DOCUMENT PASSAGE:
════════════════

A warning has several functions, as shown below. Only when all functions are fulfilled is it a formally lawful warning.
1. Documentation function
The admonished behavior must be described in detail. This means that a third party who has nothing whatsoever to do with the matter can recognize what it is about, in particular what concrete behavior (when, where, to whom) has been committed?) is accused.
Blanket accusations, such as "…the employee has repeatedly been unpunctual at work" or "his work performance is poor" or "he has repeatedly been drunk at work", do not fulfill the documentation function and there is therefore no effective warning.
2. Notice function
It must be clearly stated that the warned behavior is reprimanded as a breach of contract and the employee is advised that he must fulfill his contractual obligations properly in the future.
3. Warning function
It must be clear from the warning that the employee must expect to be dismissed in the event of a repetition.
Only if all three functions are combined in the warning, is it legally called a warning.

════════════════

DATA EXTRACT:
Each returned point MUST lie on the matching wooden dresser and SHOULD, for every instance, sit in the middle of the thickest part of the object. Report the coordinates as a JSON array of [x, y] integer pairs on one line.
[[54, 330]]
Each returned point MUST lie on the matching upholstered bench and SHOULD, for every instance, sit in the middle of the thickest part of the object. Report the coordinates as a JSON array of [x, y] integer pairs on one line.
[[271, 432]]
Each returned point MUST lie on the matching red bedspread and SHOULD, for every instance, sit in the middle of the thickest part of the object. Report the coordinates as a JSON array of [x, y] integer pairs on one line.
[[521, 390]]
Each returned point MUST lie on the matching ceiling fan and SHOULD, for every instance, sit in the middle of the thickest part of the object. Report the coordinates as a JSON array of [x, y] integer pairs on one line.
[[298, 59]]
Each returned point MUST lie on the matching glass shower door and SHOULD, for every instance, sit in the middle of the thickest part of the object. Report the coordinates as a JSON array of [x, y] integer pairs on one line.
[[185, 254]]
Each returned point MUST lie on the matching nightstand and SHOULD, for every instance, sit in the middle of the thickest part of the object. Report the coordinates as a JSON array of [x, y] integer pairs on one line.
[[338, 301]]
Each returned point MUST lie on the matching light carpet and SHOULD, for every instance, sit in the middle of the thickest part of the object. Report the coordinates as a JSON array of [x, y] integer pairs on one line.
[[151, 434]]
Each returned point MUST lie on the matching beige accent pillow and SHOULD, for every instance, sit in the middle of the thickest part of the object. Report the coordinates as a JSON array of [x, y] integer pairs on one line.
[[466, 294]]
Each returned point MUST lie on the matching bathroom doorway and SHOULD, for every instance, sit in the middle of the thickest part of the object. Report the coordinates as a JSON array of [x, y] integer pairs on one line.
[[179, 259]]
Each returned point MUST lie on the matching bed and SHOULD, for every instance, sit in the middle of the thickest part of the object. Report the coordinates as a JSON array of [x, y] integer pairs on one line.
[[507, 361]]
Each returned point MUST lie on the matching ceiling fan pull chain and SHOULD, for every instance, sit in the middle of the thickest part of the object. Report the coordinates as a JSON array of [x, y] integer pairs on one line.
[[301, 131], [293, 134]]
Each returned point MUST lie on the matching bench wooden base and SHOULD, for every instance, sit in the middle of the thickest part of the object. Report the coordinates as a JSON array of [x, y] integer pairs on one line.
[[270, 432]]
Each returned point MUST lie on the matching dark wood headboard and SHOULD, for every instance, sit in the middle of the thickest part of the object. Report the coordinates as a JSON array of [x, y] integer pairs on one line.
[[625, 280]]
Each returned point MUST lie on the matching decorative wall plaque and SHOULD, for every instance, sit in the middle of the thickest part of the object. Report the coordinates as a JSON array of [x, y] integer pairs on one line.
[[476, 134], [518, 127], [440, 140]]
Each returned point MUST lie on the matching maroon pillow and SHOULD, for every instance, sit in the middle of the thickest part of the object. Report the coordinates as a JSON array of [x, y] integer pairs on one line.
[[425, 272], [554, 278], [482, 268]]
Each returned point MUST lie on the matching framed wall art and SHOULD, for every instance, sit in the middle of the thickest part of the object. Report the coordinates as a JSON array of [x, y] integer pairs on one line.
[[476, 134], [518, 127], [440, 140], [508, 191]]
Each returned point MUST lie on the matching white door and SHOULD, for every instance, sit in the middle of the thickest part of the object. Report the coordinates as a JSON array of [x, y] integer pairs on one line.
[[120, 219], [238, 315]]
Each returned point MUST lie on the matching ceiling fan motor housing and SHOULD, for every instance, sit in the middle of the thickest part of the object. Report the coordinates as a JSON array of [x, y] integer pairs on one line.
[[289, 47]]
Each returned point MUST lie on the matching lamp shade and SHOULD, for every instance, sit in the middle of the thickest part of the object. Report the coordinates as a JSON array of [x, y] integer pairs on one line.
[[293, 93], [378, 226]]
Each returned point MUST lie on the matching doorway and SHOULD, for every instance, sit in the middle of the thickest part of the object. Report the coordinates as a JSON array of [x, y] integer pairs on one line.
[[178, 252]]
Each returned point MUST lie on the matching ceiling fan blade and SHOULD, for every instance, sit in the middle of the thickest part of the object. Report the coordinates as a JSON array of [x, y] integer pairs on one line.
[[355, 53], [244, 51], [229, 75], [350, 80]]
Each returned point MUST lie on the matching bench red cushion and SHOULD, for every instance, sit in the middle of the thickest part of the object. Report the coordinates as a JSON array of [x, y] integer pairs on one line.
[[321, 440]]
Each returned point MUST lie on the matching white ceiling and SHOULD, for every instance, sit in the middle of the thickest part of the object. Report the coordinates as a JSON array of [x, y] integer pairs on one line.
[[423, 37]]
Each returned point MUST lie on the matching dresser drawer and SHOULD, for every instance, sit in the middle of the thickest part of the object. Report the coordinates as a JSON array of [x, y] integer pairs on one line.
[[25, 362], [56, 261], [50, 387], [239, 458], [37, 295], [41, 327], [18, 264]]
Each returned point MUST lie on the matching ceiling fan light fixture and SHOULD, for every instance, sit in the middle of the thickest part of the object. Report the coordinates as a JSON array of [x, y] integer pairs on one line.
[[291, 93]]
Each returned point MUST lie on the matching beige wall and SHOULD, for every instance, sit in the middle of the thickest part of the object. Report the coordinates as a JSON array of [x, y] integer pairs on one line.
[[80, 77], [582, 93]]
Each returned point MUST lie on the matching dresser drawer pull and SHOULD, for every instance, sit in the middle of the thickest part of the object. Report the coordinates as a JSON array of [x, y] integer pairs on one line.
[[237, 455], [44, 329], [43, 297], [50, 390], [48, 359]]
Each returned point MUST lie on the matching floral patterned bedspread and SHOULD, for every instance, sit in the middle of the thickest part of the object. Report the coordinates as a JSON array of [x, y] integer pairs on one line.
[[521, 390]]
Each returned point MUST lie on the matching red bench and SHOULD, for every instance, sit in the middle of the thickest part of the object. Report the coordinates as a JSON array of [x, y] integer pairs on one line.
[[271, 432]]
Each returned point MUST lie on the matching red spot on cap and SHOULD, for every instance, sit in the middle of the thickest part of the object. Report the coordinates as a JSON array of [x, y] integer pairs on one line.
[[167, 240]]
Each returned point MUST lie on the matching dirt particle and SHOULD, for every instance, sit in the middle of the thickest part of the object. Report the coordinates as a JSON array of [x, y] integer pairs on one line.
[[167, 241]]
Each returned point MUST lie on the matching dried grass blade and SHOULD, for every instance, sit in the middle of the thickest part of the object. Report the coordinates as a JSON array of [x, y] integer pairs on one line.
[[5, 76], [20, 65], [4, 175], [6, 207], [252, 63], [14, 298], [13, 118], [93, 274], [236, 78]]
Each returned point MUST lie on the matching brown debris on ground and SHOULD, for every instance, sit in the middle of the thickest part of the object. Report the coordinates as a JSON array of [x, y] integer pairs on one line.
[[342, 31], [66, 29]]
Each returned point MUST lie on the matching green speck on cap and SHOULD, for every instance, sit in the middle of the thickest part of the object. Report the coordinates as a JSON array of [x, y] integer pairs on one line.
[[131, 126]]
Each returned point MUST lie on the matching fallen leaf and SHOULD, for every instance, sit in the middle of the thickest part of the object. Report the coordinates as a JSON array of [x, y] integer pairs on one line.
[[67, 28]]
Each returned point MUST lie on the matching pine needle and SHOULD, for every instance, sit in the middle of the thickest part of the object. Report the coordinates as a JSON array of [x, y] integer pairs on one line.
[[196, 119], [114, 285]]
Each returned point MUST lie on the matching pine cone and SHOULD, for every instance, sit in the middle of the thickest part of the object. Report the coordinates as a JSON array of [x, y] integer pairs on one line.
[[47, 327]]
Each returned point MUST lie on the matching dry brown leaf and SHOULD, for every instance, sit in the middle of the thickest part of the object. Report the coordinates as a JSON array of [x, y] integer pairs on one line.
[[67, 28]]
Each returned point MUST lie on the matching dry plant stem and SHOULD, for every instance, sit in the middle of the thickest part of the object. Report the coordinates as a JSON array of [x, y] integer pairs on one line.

════════════════

GOAL:
Answer these questions using the passage on employment warnings at the top of the page:
1. Under the notice function, what must the employee be advised?
2. According to the warning function, what must the employee expect in the event of a repetition?
3. How many functions must be combined for the document to be legally called a warning?

OUTPUT OF THE TASK:
1. That he must fulfill his contractual obligations properly in the future.
2. To be dismissed.
3. Three.